**Page text:**
%%
They key, she tells WBUR, is not to rely on chance and instead to organize regularly scheduled group activities like a book club, rotating potluck, or biweekly Saturday hike. (Strangely, singing together has been scientifically shown to be a particularly effective way to cement friendships, so maybe search out a local choir if you’re musical.)
Not only does this nudge the time-strapped to find time in their schedules for friends; it also shifts friendship from a one-to-one tie to a group endeavor, making it easier to sustain in the face of adulthood’s inevitable stresses.
“Researchers also find that when we develop groups, our friendships are more sustainable than they are with individuals. Because there’s multiple touch points now, right? Someone else in the group could reach out to all of us, and then we all keep in touch,” Franco explains.
It’s also essential to get over your initial shyness and actually ask for new people’s contact information. This might make you feel awkward or vulnerable, but Franco reassures the reluctant that these conversations are likely to go much better than you fear. “We all have this tendency to think we’re more likely to be rejected than we actually are,” she says.
%%
**Dataset excerpts:**
%%
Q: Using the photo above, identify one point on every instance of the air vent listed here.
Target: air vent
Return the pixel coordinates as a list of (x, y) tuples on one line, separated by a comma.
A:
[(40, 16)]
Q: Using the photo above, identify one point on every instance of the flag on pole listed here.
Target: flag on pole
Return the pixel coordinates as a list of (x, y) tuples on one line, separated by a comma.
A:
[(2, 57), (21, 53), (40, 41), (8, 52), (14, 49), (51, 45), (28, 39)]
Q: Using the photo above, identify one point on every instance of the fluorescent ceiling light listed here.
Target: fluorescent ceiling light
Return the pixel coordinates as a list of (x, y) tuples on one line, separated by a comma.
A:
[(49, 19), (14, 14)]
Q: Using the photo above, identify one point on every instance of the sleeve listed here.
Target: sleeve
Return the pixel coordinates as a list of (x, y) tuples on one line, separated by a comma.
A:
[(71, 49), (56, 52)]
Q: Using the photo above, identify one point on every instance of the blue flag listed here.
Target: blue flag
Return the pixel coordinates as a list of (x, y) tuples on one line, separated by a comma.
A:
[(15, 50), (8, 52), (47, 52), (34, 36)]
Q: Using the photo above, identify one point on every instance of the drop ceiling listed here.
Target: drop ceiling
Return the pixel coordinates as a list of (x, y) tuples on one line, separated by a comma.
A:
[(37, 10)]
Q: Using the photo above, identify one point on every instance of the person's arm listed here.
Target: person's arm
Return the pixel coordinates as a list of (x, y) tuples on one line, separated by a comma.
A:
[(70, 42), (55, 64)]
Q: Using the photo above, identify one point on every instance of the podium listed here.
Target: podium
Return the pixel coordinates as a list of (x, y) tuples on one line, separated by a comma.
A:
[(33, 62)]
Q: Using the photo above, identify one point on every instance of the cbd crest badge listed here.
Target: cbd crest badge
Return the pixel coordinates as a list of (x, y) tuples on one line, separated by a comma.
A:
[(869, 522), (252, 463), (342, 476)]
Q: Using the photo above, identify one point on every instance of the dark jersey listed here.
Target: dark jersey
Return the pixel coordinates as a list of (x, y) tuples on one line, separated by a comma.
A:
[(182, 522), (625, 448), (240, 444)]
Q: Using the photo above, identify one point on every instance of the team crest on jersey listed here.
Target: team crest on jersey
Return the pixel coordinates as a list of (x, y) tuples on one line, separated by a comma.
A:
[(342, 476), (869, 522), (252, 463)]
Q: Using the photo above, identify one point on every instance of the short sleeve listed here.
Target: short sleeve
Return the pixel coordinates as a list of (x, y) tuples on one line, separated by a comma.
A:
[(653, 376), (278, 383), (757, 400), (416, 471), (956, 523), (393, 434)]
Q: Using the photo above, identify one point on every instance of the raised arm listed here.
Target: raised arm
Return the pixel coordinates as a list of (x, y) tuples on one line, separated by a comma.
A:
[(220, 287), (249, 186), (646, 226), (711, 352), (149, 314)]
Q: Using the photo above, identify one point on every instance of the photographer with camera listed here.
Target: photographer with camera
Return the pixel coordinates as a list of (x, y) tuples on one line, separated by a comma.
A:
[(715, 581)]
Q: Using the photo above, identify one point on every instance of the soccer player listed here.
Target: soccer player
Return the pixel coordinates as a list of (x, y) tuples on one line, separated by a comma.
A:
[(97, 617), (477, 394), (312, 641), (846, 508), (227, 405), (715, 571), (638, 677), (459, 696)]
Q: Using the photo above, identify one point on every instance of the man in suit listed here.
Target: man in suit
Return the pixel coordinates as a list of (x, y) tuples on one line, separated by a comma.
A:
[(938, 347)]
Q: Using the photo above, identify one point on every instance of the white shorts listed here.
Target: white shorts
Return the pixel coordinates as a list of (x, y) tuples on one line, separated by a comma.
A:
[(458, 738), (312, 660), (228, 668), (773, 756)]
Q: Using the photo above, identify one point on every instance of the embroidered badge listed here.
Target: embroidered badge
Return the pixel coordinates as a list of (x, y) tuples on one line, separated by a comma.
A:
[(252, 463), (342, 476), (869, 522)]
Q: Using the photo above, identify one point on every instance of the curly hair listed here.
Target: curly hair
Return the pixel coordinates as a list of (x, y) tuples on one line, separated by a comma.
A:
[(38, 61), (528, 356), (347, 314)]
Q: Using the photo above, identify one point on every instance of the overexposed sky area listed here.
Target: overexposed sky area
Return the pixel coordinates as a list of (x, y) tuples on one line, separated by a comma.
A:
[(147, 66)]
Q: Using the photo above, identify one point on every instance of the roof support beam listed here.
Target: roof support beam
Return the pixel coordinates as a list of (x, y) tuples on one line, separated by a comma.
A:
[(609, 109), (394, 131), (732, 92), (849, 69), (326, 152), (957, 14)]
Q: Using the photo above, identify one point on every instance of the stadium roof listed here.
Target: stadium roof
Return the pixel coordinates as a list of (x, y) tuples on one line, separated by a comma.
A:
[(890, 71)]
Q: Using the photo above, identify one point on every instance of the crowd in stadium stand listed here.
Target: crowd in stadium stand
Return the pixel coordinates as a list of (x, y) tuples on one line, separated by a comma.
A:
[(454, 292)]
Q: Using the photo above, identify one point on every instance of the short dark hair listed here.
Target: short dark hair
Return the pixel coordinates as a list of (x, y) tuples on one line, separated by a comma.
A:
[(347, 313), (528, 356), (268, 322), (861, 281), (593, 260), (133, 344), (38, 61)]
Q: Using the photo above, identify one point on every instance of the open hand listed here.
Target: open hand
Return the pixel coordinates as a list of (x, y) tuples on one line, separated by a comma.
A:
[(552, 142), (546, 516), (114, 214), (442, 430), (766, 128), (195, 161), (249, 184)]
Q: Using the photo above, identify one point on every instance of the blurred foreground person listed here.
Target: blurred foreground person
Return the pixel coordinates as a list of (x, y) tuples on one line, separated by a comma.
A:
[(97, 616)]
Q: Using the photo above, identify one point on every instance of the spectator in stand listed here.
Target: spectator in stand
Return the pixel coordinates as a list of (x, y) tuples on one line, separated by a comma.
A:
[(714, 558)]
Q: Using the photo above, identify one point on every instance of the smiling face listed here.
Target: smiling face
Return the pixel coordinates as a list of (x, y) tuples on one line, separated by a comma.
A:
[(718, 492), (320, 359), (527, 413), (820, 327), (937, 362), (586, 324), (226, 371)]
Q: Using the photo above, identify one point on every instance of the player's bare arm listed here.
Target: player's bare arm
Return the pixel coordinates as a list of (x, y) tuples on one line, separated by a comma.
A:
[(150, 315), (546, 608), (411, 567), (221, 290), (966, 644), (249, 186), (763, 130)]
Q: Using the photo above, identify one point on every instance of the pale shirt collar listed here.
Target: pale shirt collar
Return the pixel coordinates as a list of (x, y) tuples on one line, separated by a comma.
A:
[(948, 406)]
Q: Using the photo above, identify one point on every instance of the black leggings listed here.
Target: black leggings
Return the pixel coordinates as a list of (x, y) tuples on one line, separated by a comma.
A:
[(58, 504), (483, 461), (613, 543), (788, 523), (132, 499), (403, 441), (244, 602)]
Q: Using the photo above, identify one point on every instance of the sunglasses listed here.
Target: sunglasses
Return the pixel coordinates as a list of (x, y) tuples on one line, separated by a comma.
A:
%%
**Activity 1:** In the text on adult friendships, what activity has been scientifically shown to be especially effective for cementing friendships?
**Activity 2:** Rewrite the paragraph of the text on adult friendships that begins "It's also essential to get over your initial shyness" more briefly, keeping its main facts.
**Activity 3:** Continue the text on adult friendships from where it stops.

**Final answer 1:** Singing together.

**Final answer 2:** Overcome your shyness and ask new people for their contact information. It may feel awkward or vulnerable, but Franco says these conversations usually go better than people fear, because we tend to overestimate how likely we are to be rejected.

**Final answer 3:**
Why you should bother
All of which is useful information for anyone feeling isolated after a couple of years of Covid mayhem. But friendships aren’t just a nice extra, the cherry on top of the sundae of a successful work and family life. Friends are a potent mood booster and stress buster (while loneliness can be as bad for your body as smoking a pack a day). Friends also help us stay resilient, open minded, and effectively smarter as we age.
So don’t give up on making new friends to replace any you may have lost the last two years. It won’t happen effortlessly like it did when you were seven (or 17). But with a little planning and courage, it’s more than possible. Your mental and physical health will benefit.